What you should do
Print the listing in its entirety and exactly, leaving out images.

|---|

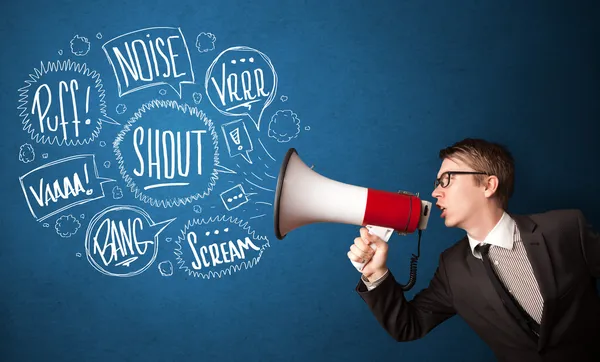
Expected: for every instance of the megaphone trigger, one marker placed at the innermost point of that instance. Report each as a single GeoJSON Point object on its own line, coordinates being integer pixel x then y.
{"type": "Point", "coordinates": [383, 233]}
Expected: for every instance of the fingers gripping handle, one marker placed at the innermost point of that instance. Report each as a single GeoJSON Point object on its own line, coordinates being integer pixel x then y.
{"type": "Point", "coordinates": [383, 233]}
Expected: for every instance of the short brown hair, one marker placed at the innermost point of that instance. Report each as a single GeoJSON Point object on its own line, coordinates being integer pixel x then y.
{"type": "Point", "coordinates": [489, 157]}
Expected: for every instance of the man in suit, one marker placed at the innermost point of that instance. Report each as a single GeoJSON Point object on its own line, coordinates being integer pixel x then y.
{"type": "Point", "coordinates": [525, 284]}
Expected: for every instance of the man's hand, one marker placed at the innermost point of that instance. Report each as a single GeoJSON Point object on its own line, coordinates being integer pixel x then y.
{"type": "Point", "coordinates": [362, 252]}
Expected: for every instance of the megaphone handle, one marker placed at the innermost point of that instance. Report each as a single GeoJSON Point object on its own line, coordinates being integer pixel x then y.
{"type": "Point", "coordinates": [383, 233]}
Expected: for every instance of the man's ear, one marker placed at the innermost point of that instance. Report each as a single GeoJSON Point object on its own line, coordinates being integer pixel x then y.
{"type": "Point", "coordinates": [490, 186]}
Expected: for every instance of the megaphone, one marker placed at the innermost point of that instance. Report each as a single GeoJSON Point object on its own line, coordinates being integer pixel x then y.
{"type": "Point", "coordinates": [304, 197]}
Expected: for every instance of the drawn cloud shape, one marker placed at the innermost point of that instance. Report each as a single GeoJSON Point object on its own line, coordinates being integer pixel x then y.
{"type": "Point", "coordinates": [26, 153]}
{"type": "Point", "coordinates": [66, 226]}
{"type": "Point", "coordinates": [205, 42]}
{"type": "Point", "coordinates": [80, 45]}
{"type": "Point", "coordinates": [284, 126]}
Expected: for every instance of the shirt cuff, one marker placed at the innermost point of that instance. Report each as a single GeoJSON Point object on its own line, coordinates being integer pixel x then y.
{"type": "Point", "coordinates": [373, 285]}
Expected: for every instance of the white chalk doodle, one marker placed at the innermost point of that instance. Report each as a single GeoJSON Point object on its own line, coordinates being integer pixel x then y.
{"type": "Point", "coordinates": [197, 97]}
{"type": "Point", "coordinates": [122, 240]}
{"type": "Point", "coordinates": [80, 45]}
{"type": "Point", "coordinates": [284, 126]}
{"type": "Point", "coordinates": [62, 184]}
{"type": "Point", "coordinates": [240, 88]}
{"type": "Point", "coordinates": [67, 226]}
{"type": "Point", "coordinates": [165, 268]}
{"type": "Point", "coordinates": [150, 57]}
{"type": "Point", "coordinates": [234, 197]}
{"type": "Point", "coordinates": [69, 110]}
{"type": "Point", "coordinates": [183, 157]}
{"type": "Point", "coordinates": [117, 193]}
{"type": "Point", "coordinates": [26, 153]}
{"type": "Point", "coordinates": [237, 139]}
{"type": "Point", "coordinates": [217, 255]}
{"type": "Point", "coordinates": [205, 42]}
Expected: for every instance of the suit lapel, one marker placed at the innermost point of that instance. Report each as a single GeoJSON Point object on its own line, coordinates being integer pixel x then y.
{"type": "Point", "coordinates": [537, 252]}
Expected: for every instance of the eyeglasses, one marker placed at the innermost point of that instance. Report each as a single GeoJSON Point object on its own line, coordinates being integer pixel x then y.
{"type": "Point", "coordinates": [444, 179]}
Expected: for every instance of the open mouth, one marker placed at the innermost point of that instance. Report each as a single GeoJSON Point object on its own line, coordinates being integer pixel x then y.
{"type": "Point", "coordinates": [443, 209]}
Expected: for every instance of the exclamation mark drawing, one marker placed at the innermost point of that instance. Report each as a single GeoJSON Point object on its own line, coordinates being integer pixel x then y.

|---|

Output below
Expected: for every instance of the megaphone trigger, one marker placed at the innermost point of that instance. Report each as a single GeoJSON Point object on its own line, coordinates being integer pixel x then y.
{"type": "Point", "coordinates": [383, 233]}
Expected: for every instance of the fingers gripping handle, one marker placed at the innermost point of that instance. Report each as a single GeoJSON Point object on its own line, coordinates being integer pixel x then y.
{"type": "Point", "coordinates": [383, 233]}
Expected: for every instance of the short brown hair, one marker placed at the innermost point of that instance. Report each as a single GeoJSON Point object on its own line, coordinates being integer pixel x then y.
{"type": "Point", "coordinates": [489, 157]}
Expected: for every instance of the man in suit, one marker placed at the innermost point of that instance. Report each as a single GeoJSON Point object on its own line, coordinates being integer pixel x then y.
{"type": "Point", "coordinates": [525, 284]}
Expected: for every instance of the man's hand, one marker placed at the innermost point of that instance. Report each as a single GeoJSON Point object on its own line, coordinates being integer pixel x then y.
{"type": "Point", "coordinates": [362, 252]}
Expected: for every instance of the megaphone handle, one marker placed at the innermost point of that instance. Report each as a single GeoJSON Point object on its own line, coordinates being integer pixel x then y.
{"type": "Point", "coordinates": [383, 233]}
Expected: for every instance of the man's ear, one marker placed at the innermost point of that instance. Report each as a single GeoJSON Point object on its own line, coordinates being integer pixel x then y.
{"type": "Point", "coordinates": [490, 186]}
Expected: for every instance of the megaphone, one marker placed at the innermost point of that instance. Report each as a single GeoJSON Point object on its own line, coordinates being integer pixel x then y.
{"type": "Point", "coordinates": [304, 197]}
Expected: for every instance of the drawn cloud shape, one marker placed at the innermost point of that instance. Report each as a single GeoJSON Point object on its own line, coordinates being integer pixel x then y.
{"type": "Point", "coordinates": [26, 153]}
{"type": "Point", "coordinates": [66, 226]}
{"type": "Point", "coordinates": [205, 42]}
{"type": "Point", "coordinates": [80, 45]}
{"type": "Point", "coordinates": [284, 126]}
Expected: for every instance of the shirt cuff, one marker placed at the innermost point of that instance. Report each as a single GeoJSON Point object on its own line, coordinates being integer pixel x then y.
{"type": "Point", "coordinates": [373, 285]}
Expected: for every instance of the white chalk doodle, one marker placed at the innermost point of that instance. Report each as a single GeoJSON Point object on its own line, coordinates being integer pixel x then y.
{"type": "Point", "coordinates": [197, 97]}
{"type": "Point", "coordinates": [122, 240]}
{"type": "Point", "coordinates": [80, 45]}
{"type": "Point", "coordinates": [284, 126]}
{"type": "Point", "coordinates": [62, 184]}
{"type": "Point", "coordinates": [240, 88]}
{"type": "Point", "coordinates": [67, 226]}
{"type": "Point", "coordinates": [165, 268]}
{"type": "Point", "coordinates": [150, 57]}
{"type": "Point", "coordinates": [234, 197]}
{"type": "Point", "coordinates": [69, 110]}
{"type": "Point", "coordinates": [183, 157]}
{"type": "Point", "coordinates": [117, 193]}
{"type": "Point", "coordinates": [26, 153]}
{"type": "Point", "coordinates": [237, 139]}
{"type": "Point", "coordinates": [217, 255]}
{"type": "Point", "coordinates": [205, 42]}
Expected: for every instance of the suit lapel, one marker placed at the innermost point of that instance. Report each as a single GeoJSON Point object on its own line, coordinates being integer pixel x then y.
{"type": "Point", "coordinates": [537, 252]}
Expected: for every instance of the eyeglasses, one marker placed at the innermost point of that instance. Report each as a single GeoJSON Point object on its own line, coordinates being integer pixel x then y.
{"type": "Point", "coordinates": [444, 179]}
Expected: for every instance of the open mouth, one marker placed at the innermost point of that instance. Report each as a single GeoJSON Point object on its own line, coordinates being integer pixel x then y.
{"type": "Point", "coordinates": [443, 209]}
Expected: for every instance of the exclamation mark drawing, one marker placed at the innermost point of that instance. Report each as a single GeoJSON Point object on its own line, coordinates being integer pixel x then y.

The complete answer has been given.